(EXERCÍCIO A) De acordo com o texto sobre depressão, com qual transtorno da personalidade os autores notaram um aumento de comorbidade na prática clínica?
(EXERCÍCIO B) No texto sobre depressão, reescreva o trecho que começa com "Nos casos graves" e termina com "às vezes repetidas.", substituindo "internação psiquiátrica" por "hospitalização psiquiátrica".

(TRECHO FORNECIDO)
»»

Nos casos graves de depressão, há uma parte de pacientes que desenvolve sintomas psicóticos, ou seja, alucinam ou deliram. Nesta situação, o tratamento pode ficar mais difícil e, em alguns casos, ser indicada a internação psiquiátrica. Há pacientes que, por exemplo, simplesmente param de comer e perdem peso rapidamente, colocando a vida em risco. Outros pacientes fazem sérias tentativas de suicídio, às vezes repetidas.
Uma outra vertente importante são as comorbidades, aonde além da depressão há outra patologia associada, seja física seja mental. Na prática clínica temos notado um aumento de comorbidade com transtornos da personalidade, principalmente borderline. Este fenômeno precisa ser comprovado (ou não) por mais estudos. Percebemos também a importância cada vez maior das redes sociais, particularmente (mas não só) nos mais jovens, a chamada “ansiedade digital”. É muito comum e cruel a comparação entre a própria vida e a vida dos outros nas redes, que parecem sempre viver em viagens internacionais, frequentando os melhores hotéis e restaurantes, mostrando seus corpos perfeitos, tendo uma vida glamourosa. Isso traz grande sofrimento para os jovens e pessoas impressionáveis. Nas mesmas redes sociais se disseminam comportamentos problemáticos de automutilação como se cortar para sentir a dor física e para não sentir a dor psicológica ou comportamentos incentivando distúrbios alimentares como anorexia ou ginastica excessiva para chegar a um determinado ideal de beleza irreal para boa parte das pessoas. Todas estas questões relacionadas às redes sociais são amplificadas porque o algoritmo induz à repetição, por motivos mercadológicos. Então, a pessoa vê mais e mais daquilo que a angústia e reforça uma falsa visão de mundo, o que é particularmente grave em crianças e adolescentes.

««

(Itens armazenados)
»»

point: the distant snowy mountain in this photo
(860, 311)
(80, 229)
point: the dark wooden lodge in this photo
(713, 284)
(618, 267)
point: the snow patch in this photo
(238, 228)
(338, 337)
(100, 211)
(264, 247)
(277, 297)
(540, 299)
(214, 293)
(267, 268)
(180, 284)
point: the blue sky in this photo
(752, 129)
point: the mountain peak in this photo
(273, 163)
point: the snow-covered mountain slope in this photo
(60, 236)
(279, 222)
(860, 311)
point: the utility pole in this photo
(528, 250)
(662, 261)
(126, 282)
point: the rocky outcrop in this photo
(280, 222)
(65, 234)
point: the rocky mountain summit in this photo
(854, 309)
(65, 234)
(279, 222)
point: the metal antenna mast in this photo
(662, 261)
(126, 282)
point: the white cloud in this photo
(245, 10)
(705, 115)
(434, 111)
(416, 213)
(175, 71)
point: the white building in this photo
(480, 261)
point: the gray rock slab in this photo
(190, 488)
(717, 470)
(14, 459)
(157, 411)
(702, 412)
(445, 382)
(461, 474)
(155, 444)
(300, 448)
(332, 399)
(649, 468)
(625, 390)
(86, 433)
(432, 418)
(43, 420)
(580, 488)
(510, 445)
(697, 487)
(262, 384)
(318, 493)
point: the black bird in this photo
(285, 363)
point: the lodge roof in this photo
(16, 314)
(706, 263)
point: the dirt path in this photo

««

(RESPOSTA A) Com o transtorno da personalidade borderline.

(RESPOSTA B)
Nos casos graves de depressão, há uma parte de pacientes que desenvolve sintomas psicóticos, ou seja, alucinam ou deliram. Nesta situação, o tratamento pode ficar mais difícil e, em alguns casos, ser indicada a hospitalização psiquiátrica. Há pacientes que, por exemplo, simplesmente param de comer e perdem peso rapidamente, colocando a vida em risco. Outros pacientes fazem sérias tentativas de suicídio, às vezes repetidas.